__Your objective__: How many lines in the records below contain the word "blurred"? Reply with the number only.

__Source records__:
- - - -

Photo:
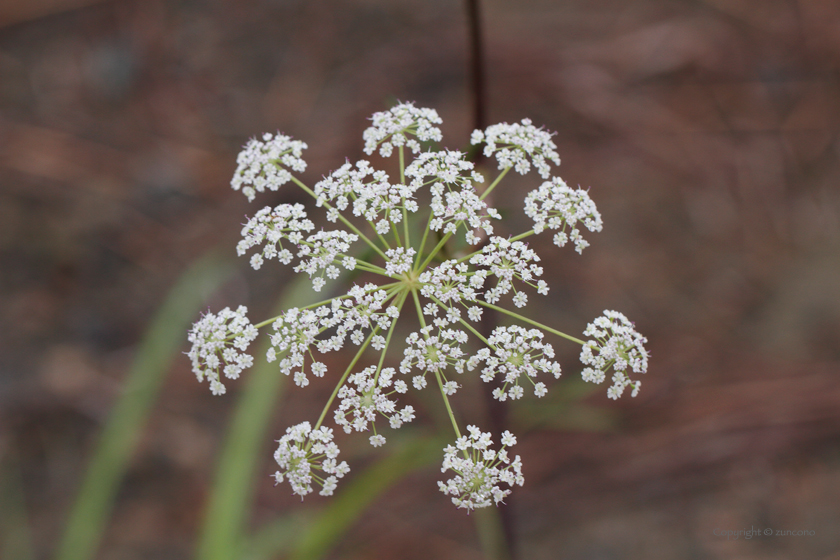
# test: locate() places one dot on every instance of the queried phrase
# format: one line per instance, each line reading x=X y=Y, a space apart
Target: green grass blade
x=16 y=535
x=323 y=533
x=232 y=492
x=154 y=357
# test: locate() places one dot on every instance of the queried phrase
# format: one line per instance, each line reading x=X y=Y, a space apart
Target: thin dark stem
x=477 y=87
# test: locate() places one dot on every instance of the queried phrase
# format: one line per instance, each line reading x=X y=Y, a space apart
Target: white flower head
x=324 y=251
x=219 y=342
x=265 y=163
x=368 y=193
x=556 y=206
x=365 y=396
x=509 y=260
x=303 y=450
x=442 y=267
x=272 y=226
x=617 y=345
x=519 y=354
x=434 y=353
x=454 y=200
x=394 y=127
x=479 y=471
x=517 y=145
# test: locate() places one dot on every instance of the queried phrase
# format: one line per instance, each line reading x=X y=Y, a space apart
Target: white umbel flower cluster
x=391 y=129
x=508 y=260
x=364 y=396
x=479 y=470
x=320 y=250
x=430 y=274
x=376 y=199
x=617 y=346
x=434 y=353
x=296 y=330
x=452 y=206
x=271 y=227
x=264 y=164
x=520 y=354
x=219 y=341
x=556 y=206
x=517 y=145
x=304 y=450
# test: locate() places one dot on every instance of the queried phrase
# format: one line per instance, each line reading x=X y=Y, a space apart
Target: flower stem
x=400 y=303
x=437 y=373
x=422 y=243
x=344 y=377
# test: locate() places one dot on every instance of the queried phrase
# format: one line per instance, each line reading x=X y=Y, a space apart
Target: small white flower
x=297 y=459
x=264 y=164
x=364 y=397
x=618 y=346
x=479 y=471
x=556 y=206
x=508 y=260
x=270 y=227
x=454 y=200
x=517 y=145
x=519 y=354
x=399 y=260
x=392 y=128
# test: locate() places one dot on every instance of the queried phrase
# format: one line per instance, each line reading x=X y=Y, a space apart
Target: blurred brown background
x=707 y=130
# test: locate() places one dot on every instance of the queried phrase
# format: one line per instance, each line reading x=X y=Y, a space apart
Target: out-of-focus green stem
x=153 y=359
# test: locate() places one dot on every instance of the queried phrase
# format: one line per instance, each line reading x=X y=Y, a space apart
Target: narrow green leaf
x=233 y=488
x=154 y=357
x=323 y=533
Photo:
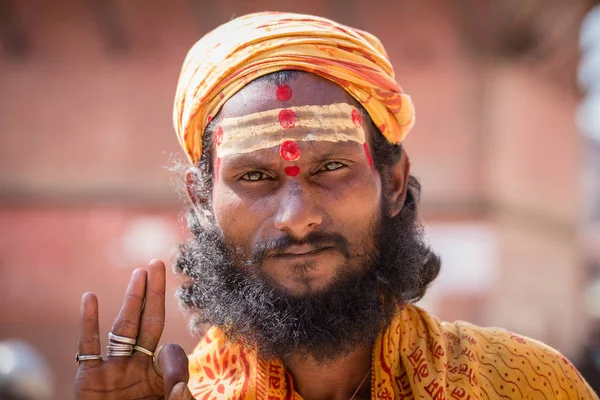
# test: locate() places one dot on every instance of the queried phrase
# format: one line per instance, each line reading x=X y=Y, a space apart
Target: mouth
x=300 y=251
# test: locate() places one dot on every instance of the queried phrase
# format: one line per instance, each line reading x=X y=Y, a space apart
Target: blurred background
x=507 y=146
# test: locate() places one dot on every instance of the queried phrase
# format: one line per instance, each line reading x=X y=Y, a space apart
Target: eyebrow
x=253 y=160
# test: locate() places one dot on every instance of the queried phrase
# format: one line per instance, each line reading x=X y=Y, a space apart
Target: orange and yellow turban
x=235 y=53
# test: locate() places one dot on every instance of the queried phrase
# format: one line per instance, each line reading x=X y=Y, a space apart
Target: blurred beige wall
x=86 y=134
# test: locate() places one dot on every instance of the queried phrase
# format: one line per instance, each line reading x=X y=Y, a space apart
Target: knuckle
x=91 y=339
x=135 y=296
x=156 y=292
x=125 y=324
x=154 y=321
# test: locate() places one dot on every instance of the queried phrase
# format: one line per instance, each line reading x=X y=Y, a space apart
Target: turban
x=248 y=47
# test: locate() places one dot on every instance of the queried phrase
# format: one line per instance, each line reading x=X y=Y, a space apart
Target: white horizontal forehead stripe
x=332 y=123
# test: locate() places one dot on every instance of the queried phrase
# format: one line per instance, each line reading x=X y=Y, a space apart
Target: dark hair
x=385 y=156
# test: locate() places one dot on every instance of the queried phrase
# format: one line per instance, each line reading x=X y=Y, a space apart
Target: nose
x=298 y=213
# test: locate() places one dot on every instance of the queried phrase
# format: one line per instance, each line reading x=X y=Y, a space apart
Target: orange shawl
x=417 y=357
x=248 y=47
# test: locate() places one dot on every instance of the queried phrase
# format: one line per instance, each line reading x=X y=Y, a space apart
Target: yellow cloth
x=248 y=47
x=418 y=357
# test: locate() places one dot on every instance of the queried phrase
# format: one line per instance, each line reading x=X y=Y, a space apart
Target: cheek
x=240 y=220
x=355 y=202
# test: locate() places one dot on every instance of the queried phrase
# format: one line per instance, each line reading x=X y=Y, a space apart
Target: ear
x=198 y=201
x=398 y=185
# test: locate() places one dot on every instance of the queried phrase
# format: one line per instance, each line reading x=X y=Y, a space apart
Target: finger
x=89 y=339
x=128 y=322
x=173 y=363
x=153 y=315
x=180 y=392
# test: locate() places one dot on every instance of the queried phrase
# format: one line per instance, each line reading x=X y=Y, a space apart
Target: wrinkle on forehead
x=308 y=89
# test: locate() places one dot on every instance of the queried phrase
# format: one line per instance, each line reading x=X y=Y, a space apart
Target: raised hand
x=141 y=318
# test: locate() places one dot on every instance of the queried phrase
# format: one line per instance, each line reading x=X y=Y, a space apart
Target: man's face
x=308 y=253
x=295 y=191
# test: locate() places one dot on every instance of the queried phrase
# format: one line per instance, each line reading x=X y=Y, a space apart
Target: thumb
x=180 y=392
x=173 y=363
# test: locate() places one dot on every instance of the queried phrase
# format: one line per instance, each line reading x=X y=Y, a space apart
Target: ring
x=143 y=350
x=121 y=339
x=154 y=360
x=86 y=357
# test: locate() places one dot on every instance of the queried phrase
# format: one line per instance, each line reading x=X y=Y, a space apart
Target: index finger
x=89 y=339
x=153 y=315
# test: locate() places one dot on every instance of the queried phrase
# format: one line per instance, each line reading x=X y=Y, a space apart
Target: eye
x=331 y=166
x=255 y=176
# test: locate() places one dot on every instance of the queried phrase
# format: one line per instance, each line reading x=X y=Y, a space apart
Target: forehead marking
x=287 y=118
x=263 y=130
x=292 y=171
x=289 y=150
x=283 y=93
x=356 y=118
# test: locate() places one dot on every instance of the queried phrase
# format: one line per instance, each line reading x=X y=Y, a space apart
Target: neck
x=336 y=380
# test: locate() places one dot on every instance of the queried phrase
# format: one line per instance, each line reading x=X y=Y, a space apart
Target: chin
x=302 y=279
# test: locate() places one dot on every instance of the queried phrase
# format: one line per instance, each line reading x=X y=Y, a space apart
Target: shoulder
x=218 y=367
x=508 y=363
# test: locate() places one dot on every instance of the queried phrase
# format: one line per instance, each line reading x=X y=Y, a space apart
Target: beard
x=325 y=325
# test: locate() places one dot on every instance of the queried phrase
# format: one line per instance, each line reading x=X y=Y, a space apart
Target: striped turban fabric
x=248 y=47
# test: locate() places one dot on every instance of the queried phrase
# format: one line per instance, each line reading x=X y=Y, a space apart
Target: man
x=306 y=250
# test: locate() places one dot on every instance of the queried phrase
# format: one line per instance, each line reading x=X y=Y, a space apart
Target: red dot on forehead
x=356 y=118
x=289 y=150
x=287 y=119
x=292 y=171
x=283 y=93
x=219 y=136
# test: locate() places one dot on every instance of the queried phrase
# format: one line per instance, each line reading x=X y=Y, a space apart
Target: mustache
x=317 y=240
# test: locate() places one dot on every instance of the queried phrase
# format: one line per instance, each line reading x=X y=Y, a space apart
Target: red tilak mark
x=219 y=135
x=283 y=93
x=292 y=171
x=356 y=118
x=289 y=150
x=368 y=154
x=287 y=119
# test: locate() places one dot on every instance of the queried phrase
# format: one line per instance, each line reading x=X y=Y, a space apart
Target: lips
x=299 y=251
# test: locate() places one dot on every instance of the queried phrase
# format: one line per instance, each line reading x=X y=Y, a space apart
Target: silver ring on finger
x=87 y=357
x=121 y=339
x=119 y=350
x=143 y=350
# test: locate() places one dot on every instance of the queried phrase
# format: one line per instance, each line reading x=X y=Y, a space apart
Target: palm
x=134 y=379
x=141 y=318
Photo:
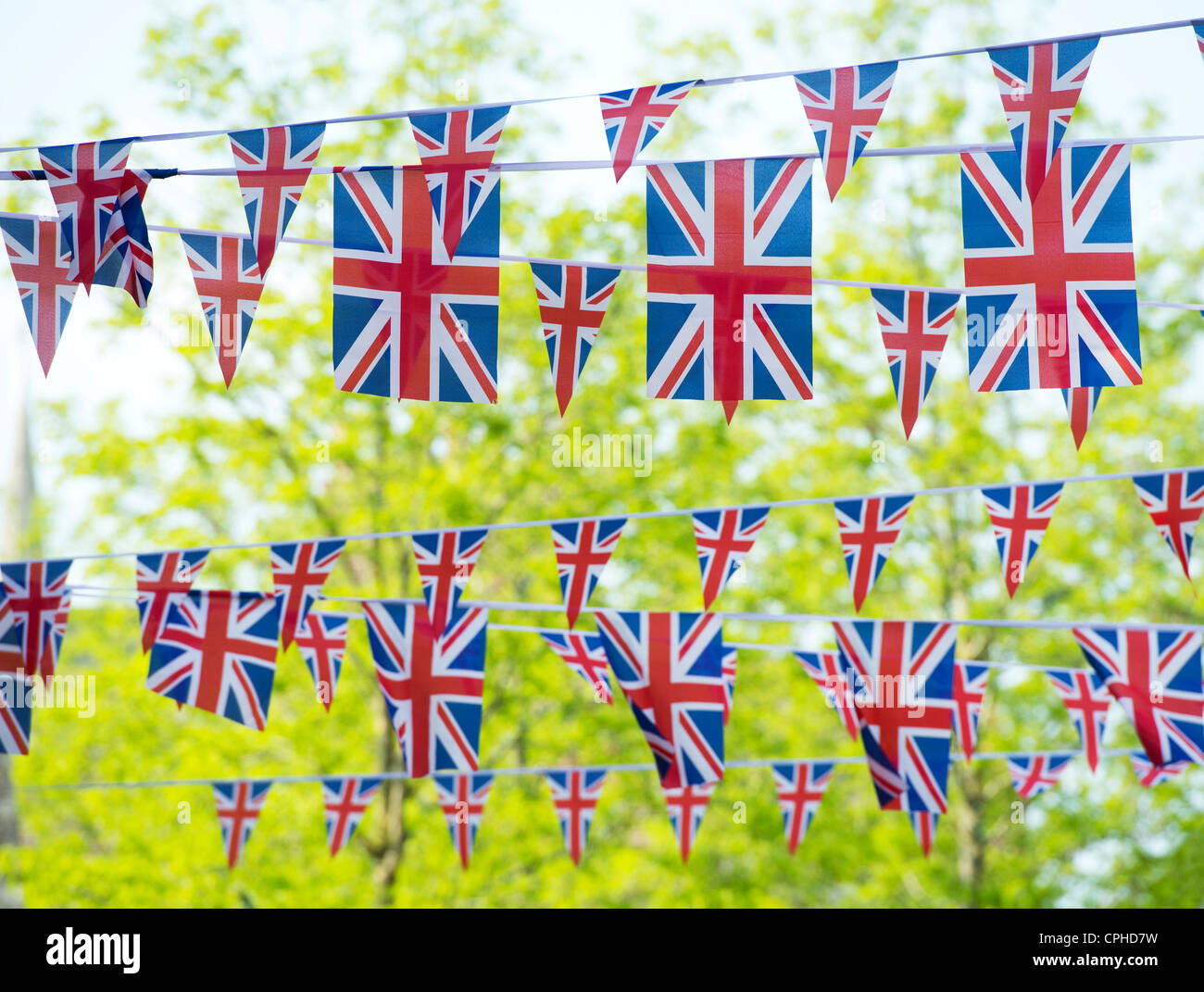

- - - -

__Solution__: 3